TO DO:
Lines before the one containing "Mark one point per instance of the person in" are left out; copy that line and every later line through the end of the data exactly.
--- START OF SUPPLIED RECORDS ---
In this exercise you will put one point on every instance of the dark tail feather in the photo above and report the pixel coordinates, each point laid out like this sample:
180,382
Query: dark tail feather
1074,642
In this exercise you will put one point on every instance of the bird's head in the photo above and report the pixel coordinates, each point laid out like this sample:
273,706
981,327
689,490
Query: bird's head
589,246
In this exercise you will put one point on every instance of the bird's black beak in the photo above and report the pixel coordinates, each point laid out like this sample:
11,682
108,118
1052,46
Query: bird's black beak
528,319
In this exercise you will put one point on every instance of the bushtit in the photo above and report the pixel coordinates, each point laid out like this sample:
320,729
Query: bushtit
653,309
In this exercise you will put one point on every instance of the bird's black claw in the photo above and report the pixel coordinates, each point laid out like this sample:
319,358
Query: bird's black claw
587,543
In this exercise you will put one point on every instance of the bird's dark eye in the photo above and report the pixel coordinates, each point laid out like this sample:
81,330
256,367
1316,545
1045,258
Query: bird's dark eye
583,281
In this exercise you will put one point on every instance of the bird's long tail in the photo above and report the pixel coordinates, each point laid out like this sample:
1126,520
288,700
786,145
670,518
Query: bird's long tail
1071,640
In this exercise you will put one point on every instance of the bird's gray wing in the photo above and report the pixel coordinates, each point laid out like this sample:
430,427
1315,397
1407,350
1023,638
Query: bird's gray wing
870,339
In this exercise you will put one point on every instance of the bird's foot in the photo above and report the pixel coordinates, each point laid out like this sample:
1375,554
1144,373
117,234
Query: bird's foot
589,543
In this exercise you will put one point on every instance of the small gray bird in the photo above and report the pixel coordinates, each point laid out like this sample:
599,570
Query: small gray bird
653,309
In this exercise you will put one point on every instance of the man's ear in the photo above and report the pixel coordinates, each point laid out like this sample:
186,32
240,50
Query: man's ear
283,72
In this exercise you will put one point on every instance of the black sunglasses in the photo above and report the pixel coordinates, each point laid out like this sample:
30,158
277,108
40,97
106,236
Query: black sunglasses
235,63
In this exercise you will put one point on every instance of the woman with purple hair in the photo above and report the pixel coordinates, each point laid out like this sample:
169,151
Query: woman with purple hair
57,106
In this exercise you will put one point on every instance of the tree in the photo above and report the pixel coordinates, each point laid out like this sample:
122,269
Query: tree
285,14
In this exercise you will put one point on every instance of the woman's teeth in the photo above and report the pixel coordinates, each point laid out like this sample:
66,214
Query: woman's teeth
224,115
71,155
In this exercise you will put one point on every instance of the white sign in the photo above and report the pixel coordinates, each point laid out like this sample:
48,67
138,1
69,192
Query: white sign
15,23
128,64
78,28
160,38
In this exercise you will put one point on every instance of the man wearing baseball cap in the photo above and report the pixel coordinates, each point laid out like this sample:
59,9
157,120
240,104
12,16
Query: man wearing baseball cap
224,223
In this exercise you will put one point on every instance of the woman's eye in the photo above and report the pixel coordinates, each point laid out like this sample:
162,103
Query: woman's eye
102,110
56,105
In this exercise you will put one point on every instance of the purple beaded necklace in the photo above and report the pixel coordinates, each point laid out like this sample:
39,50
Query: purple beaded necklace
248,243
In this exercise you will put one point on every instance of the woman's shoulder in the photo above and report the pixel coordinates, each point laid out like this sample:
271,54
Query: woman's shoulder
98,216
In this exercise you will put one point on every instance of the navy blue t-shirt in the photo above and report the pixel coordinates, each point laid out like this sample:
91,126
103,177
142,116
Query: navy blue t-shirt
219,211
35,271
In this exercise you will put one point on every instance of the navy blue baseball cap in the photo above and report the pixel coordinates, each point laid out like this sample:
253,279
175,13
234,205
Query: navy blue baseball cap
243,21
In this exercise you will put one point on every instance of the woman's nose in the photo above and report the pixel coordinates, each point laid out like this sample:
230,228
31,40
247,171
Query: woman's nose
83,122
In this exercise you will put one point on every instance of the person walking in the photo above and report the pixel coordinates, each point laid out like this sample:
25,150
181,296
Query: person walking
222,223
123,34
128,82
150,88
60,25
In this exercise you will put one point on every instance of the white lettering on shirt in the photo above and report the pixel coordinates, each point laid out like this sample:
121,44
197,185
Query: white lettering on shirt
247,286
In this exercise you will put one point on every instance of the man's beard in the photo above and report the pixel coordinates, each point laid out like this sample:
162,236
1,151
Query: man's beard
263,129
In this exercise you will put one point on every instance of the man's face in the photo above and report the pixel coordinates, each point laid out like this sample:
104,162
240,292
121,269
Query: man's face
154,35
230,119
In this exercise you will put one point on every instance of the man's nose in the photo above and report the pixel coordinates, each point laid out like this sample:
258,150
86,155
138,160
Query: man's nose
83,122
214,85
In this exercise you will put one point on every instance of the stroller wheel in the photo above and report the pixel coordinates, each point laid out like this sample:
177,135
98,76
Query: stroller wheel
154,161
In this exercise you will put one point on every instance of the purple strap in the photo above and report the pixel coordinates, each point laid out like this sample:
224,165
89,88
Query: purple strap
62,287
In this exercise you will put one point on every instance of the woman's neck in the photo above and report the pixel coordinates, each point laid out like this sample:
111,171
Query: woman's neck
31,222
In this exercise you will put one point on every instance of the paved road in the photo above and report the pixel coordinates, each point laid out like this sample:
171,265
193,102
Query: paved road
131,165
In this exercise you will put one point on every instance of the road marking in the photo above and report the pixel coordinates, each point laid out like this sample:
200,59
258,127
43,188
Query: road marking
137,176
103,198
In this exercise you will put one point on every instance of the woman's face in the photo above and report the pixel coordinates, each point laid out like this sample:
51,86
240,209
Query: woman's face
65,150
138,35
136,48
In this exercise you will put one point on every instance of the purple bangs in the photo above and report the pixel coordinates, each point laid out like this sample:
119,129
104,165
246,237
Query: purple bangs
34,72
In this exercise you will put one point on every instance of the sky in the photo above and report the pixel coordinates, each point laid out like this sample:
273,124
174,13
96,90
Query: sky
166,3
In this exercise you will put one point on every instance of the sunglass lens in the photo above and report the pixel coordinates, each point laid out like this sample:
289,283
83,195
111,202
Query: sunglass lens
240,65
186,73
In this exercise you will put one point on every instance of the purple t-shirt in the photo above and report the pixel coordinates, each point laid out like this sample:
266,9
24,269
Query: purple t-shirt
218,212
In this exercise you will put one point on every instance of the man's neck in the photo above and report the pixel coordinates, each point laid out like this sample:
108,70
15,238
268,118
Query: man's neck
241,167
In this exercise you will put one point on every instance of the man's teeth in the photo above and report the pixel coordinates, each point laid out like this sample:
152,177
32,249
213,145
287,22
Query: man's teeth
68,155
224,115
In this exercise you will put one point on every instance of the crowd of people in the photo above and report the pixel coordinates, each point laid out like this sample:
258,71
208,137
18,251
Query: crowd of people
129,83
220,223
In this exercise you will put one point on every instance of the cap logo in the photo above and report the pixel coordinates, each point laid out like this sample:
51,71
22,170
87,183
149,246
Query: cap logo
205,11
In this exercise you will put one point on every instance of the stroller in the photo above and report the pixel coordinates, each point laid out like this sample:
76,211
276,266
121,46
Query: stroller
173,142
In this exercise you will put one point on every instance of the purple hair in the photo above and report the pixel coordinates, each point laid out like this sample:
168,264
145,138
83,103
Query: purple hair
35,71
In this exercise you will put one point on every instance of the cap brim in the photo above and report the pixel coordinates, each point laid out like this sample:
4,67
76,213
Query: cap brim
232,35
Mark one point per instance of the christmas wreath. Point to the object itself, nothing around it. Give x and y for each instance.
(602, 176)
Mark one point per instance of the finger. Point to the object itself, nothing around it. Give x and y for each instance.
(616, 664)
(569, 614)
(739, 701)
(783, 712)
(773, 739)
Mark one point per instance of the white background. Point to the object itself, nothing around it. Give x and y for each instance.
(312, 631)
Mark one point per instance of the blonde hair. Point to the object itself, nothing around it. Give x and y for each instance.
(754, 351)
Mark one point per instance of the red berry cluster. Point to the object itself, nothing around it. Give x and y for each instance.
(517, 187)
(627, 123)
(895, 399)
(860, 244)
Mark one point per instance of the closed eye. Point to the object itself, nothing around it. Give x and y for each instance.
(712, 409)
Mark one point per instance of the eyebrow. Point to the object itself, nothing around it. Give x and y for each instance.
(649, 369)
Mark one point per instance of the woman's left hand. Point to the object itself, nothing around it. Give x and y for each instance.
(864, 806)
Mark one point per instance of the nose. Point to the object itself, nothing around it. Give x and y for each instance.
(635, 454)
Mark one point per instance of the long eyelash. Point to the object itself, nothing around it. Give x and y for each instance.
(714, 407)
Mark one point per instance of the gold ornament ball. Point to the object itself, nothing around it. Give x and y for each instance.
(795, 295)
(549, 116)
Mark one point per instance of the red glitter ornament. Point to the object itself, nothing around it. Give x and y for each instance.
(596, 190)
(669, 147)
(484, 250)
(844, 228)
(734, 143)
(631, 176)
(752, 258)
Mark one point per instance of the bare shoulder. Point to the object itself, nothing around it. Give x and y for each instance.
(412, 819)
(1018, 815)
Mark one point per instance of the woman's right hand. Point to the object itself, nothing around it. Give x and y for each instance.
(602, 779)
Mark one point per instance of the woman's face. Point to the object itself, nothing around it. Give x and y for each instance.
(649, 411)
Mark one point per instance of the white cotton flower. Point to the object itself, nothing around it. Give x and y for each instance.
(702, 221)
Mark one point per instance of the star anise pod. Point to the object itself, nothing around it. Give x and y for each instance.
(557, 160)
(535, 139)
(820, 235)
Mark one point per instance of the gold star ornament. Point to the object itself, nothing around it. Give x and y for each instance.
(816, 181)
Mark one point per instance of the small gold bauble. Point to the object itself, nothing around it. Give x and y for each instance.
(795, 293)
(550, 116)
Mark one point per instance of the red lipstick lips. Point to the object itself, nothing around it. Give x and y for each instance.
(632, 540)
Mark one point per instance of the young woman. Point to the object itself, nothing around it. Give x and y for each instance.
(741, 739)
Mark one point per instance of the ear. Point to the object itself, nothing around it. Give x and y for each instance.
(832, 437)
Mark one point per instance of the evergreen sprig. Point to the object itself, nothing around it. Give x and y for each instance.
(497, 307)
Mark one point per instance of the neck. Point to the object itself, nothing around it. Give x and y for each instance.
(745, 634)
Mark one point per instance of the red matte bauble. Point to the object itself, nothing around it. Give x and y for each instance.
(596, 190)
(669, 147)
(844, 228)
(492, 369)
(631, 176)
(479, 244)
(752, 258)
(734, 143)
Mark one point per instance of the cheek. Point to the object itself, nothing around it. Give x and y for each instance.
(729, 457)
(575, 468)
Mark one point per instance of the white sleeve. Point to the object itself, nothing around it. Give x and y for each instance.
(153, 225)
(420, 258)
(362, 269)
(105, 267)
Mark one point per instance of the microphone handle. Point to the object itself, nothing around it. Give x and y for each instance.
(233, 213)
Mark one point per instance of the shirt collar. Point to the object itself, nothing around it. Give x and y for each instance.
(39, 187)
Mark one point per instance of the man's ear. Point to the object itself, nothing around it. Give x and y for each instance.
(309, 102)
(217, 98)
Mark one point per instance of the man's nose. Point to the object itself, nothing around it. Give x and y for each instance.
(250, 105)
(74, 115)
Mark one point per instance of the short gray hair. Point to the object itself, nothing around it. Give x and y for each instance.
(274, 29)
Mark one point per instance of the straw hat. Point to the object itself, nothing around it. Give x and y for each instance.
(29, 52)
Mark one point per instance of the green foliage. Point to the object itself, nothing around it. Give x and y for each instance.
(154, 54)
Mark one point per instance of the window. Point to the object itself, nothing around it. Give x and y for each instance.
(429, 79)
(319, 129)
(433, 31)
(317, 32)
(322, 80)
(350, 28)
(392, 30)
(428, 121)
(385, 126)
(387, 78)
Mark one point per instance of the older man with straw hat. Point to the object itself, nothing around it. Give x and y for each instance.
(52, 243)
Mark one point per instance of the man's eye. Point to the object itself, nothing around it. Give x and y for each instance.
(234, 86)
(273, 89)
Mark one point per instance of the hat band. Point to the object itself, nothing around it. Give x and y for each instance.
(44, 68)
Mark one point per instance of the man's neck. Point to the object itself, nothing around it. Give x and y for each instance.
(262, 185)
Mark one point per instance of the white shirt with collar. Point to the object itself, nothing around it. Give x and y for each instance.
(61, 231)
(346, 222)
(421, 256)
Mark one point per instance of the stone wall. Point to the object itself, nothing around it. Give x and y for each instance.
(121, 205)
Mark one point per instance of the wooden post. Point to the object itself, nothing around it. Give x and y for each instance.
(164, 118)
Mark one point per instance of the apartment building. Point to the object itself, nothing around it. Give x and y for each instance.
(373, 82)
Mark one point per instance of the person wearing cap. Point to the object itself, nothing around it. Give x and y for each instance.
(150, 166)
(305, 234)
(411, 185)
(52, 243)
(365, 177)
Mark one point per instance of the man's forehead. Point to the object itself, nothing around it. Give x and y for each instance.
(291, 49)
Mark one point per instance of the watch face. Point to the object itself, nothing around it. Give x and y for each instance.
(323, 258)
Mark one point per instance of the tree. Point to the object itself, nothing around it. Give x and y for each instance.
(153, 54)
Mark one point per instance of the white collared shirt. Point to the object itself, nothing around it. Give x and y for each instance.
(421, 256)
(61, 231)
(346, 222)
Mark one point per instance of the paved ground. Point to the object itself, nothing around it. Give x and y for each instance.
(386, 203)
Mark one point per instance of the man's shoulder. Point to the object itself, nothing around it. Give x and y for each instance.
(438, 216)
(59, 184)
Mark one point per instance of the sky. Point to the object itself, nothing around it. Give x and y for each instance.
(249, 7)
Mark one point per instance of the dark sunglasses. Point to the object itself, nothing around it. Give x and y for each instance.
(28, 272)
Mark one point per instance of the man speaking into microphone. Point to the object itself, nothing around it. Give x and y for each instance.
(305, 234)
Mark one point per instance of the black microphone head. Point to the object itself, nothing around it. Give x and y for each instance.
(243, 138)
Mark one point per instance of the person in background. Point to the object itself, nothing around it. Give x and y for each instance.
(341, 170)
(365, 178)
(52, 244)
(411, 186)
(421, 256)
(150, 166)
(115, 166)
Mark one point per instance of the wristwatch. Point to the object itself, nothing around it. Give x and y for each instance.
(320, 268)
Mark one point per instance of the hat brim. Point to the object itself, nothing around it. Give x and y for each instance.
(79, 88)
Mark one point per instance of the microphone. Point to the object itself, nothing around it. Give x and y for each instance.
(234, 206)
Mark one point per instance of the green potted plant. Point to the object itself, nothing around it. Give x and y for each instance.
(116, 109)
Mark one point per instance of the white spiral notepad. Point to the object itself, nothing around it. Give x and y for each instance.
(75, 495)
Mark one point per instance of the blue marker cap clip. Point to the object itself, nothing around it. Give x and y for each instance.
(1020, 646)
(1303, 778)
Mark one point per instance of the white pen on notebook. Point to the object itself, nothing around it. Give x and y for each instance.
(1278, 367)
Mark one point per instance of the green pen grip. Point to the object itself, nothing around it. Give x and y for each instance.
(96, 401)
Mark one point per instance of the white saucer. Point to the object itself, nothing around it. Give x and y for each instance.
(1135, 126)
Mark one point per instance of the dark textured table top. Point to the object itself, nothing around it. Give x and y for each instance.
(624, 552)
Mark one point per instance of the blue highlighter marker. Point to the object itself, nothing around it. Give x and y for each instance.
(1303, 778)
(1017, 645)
--- END OF SUPPLIED RECORDS ---
CORRECT RESULT:
Mark one point per instance of the person in background. Point to the object itself, nothing around it. Give x and y for each instance.
(341, 170)
(365, 178)
(52, 244)
(411, 186)
(421, 256)
(150, 166)
(115, 166)
Mark one point per instance of the wristwatch. Point to the object itself, nothing around it. Give x and y for each instance.
(320, 268)
Mark one point per instance of the hat brim. Point to the object itself, nothing around it. Give x and y for each instance.
(79, 88)
Mark one point per instance of the microphone. Point to the object itself, nothing around it. Give x and y for each instance.
(234, 206)
Mark one point per instance of the green potted plant. Point to the object itself, nothing around it. Give x and y for each instance.
(116, 109)
Mark one point per instance of the white spiral notepad. Point to the object itself, nothing around it. Give x and y for each instance.
(75, 495)
Mark one point per instance of the blue marker cap clip. Point to the object itself, nothing around it. Give x and y for each instance.
(1020, 646)
(1303, 778)
Mark one point per instance of the white pen on notebook. Point to the object itself, nothing around it. Give x and y for each instance.
(1278, 367)
Mark one point per instance of the green pen grip. Point to the object itself, nothing around it. Give x and y for each instance.
(96, 401)
Mark one point per instance of the white saucer. Point to the object itself, nothing around it. Give x and y for each instance.
(1135, 126)
Mark one point per instance of the dark textured table top. Point to the object itself, nothing around it. Give x and y for each instance.
(624, 552)
Mark one point per instance of the blue highlighter marker. Point to the object itself, nothing around it. Give x and y for each instance.
(1303, 778)
(1017, 645)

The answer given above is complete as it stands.